* Start ARTICLE *
- Briefing Room
U.S. Department of Transportation
Federal Highway Administration
1200 New Jersey Avenue, SE
Washington, DC 20590
|Accelerating Infrastructure Innovations|
Publication Number: FHWA-HRT-04-027
Date: July 2004
The successful use of an innovative contracting strategy is helping the Virginia Department of Transportation (VDOT) and Federal Highway Administration (FHWA) ensure the timely completion of Virginia's Springfield Interchange project, also known as the "Mixing Bowl."
The strategy, called a "No Excuses Incentive," involves offering the contractor a significant bonus (typically 2 to 10 percent of the contract's value) if "substantial completion" of the project is achieved by a set date. "Substantial completion" is typically defined in the contract, and the project engineer is usually authorized to make this determination. The incentive is known as "No Excuses" because the date established to receive the incentive will not be extended due to any delays that arise during construction, even though such delays are normally granted extensions under traditional contracting methods. These delays include those caused by work disruptions, utility conflicts, design changes, right-of-way issues, permitting issues, and weather conditions.
* End ARTICLE *
* Start SUPPLIED MATERIAL *
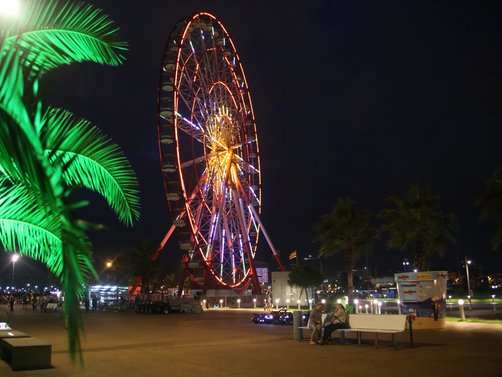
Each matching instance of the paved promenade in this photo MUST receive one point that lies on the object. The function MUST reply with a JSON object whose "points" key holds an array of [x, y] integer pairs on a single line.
{"points": [[227, 343]]}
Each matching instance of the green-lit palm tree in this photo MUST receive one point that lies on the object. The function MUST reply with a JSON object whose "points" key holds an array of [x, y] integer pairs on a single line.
{"points": [[490, 203], [348, 231], [415, 223], [46, 153]]}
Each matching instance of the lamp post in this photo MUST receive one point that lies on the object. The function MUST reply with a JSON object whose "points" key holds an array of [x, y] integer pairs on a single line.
{"points": [[461, 308], [467, 263], [14, 259]]}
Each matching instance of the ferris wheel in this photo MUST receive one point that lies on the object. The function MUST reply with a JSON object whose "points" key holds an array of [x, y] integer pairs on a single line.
{"points": [[210, 155]]}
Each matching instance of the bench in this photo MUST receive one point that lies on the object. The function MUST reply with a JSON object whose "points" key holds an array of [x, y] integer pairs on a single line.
{"points": [[26, 353], [359, 323], [386, 324], [51, 307], [9, 334]]}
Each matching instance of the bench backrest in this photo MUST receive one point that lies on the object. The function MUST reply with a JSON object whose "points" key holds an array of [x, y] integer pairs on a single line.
{"points": [[323, 317], [395, 322]]}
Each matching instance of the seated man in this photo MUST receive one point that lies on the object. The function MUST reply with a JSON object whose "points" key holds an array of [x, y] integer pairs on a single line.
{"points": [[334, 322]]}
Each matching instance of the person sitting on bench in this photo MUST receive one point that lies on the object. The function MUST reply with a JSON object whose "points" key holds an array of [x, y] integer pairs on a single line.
{"points": [[338, 320]]}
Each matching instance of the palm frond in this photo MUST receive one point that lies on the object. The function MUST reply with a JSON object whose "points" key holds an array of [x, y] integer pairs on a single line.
{"points": [[54, 33], [29, 227], [91, 160]]}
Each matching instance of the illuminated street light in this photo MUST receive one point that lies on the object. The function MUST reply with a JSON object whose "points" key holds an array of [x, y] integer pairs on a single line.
{"points": [[461, 307], [14, 259], [469, 293]]}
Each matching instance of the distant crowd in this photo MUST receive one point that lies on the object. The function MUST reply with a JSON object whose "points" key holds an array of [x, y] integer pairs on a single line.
{"points": [[29, 300]]}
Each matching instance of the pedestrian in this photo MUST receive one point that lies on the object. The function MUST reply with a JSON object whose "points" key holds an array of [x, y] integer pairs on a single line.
{"points": [[335, 321], [315, 323]]}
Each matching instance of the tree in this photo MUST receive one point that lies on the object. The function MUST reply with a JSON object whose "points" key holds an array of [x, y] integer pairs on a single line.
{"points": [[46, 153], [348, 231], [415, 223], [305, 277], [490, 203]]}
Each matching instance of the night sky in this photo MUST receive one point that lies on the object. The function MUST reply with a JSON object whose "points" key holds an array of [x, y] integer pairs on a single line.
{"points": [[351, 98]]}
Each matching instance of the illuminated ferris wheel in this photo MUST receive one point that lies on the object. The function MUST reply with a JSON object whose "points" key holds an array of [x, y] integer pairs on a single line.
{"points": [[210, 156]]}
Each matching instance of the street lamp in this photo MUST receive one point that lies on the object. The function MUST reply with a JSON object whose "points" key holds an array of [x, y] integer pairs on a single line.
{"points": [[467, 263], [14, 259]]}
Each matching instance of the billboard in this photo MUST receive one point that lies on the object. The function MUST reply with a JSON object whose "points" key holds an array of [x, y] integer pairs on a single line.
{"points": [[422, 293]]}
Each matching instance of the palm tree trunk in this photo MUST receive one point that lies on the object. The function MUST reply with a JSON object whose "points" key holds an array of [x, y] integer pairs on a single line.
{"points": [[348, 258]]}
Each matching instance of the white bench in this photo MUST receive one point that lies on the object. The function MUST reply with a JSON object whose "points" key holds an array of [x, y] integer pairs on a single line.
{"points": [[26, 353], [359, 323], [51, 307], [387, 324]]}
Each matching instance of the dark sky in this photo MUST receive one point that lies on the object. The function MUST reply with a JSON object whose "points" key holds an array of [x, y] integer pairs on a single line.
{"points": [[351, 98]]}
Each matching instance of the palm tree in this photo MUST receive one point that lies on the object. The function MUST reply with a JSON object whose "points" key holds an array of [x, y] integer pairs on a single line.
* End SUPPLIED MATERIAL *
WRITTEN EXERCISE:
Please write what comes next in the text on Virginia's "No Excuses Incentive" contracting, starting after its last sentence. The rows come from a different source than the text.

OUTPUT OF THE EXERCISE:
One of the first locations where this form of incentive saw use in State highway projects was in Florida during the mid 1990s. These projects covered the gamut from lane additions to resurfacing, bridge repair, intersection improvement, and highway reconstruction.
In the case of the Springfield Interchange, VDOT and FHWA opted to offer a No Excuses Incentive for Phases 2 and 3 of the 8-year project, which is aimed at redesigning a complicated and historically congested interchange in the vicinity of Springfield, Virginia, involving I-495 (the Washington Beltway), I-95, and I-395. Approximately 430,000 vehicles a day travel through the interchange. The incentive amounted to $10 million if the work was completed on or before August 18, 2001, with the amount dropping to $5 million if completed on or before November 17, 2001, with the contract fixed date for completing these project phases being June 1, 2002.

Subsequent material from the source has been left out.